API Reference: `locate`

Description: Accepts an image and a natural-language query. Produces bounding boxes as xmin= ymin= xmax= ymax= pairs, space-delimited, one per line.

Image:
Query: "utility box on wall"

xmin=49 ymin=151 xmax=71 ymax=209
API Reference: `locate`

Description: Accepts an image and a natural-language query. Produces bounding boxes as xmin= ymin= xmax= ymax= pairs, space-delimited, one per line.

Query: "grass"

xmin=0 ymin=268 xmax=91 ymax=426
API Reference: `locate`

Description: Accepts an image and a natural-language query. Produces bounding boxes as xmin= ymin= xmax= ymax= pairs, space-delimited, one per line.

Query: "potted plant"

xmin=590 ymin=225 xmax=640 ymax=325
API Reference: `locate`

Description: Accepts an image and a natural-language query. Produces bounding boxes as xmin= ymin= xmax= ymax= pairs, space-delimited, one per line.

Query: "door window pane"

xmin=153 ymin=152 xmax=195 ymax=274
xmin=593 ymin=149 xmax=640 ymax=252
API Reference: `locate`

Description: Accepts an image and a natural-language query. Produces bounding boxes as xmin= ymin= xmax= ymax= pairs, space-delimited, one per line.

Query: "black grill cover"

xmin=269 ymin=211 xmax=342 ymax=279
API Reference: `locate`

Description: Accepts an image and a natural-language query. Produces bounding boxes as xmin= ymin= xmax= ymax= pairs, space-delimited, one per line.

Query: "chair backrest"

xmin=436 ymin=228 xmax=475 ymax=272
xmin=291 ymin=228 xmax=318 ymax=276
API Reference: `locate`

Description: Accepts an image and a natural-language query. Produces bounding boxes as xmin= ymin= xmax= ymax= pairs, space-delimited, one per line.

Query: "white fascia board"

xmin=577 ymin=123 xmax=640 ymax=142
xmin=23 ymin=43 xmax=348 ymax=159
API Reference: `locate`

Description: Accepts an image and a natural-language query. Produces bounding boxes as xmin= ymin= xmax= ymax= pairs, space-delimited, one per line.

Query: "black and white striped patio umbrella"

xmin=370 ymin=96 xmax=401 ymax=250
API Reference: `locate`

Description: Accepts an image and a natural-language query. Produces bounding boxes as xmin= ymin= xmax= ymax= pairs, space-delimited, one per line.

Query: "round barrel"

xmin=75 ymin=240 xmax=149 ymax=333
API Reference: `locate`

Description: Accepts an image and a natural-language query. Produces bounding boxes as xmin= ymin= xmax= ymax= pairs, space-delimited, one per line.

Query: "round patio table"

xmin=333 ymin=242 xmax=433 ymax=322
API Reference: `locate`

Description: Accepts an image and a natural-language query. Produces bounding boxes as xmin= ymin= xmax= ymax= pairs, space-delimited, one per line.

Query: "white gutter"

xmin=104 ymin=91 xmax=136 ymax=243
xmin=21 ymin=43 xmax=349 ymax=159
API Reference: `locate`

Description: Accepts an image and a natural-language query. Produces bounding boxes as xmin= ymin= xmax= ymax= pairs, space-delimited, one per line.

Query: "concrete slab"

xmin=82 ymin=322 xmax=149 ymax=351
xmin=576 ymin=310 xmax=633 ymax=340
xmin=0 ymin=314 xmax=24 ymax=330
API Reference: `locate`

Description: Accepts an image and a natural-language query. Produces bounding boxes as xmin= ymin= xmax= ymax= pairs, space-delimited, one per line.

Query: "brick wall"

==*==

#### WRITTEN PROBLEM:
List each line of the records above that contains the word "patio", copying every such line in full.

#### THE COMPLETED TASK:
Query: "black and white striped patio umbrella"
Query: "round patio table"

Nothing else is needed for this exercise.